##### Given information #####

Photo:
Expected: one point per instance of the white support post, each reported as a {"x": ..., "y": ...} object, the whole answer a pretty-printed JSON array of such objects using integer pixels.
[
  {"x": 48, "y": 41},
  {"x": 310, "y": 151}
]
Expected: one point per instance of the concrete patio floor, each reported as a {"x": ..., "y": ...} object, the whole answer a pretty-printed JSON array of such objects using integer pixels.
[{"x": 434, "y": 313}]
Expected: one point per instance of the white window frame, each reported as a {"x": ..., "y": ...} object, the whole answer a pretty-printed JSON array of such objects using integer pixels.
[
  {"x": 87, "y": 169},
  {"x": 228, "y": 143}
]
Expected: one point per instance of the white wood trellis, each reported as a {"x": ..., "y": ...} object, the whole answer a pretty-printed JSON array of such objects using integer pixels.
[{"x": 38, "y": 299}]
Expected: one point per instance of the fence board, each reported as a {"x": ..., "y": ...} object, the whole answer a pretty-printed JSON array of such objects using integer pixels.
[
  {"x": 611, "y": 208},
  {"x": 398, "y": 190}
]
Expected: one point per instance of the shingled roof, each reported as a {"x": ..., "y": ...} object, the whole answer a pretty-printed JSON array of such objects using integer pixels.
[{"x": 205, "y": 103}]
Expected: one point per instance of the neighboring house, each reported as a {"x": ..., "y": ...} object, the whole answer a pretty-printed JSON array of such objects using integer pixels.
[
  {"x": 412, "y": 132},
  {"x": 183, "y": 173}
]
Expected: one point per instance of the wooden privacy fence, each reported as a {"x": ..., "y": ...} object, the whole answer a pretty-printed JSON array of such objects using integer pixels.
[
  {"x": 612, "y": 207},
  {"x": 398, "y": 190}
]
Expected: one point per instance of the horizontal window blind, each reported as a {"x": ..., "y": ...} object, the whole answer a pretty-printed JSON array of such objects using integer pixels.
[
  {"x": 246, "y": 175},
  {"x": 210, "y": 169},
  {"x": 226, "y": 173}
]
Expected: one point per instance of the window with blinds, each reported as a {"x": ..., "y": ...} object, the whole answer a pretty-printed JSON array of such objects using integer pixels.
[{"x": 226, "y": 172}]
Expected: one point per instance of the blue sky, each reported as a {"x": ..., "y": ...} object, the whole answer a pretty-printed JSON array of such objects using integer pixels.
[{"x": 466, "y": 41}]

#####

Render everything from the line containing "Expected: one point per instance of the horizontal" down to the end of the records above as a JSON list of strings, one string per line, with blank lines omitted.

[
  "Expected: one point per instance of the horizontal window blind, each reported as a {\"x\": ..., \"y\": ...} object, the whole answer a pretty-printed JSON array of such objects using integer pixels.",
  "[",
  "  {\"x\": 246, \"y\": 175},",
  "  {\"x\": 210, \"y\": 169},",
  "  {\"x\": 226, \"y\": 173}",
  "]",
  "Expected: one point per instance of the window with blinds, each reported as a {\"x\": ..., \"y\": ...} object, the whole answer a pretty-printed JSON array of such objects using integer pixels.",
  "[{\"x\": 226, \"y\": 172}]",
  "Expected: one point per instance of the blue sky, each reported as a {\"x\": ..., \"y\": ...} object, the whole answer a pretty-printed JSON array of such objects using integer pixels.",
  "[{\"x\": 466, \"y\": 41}]"
]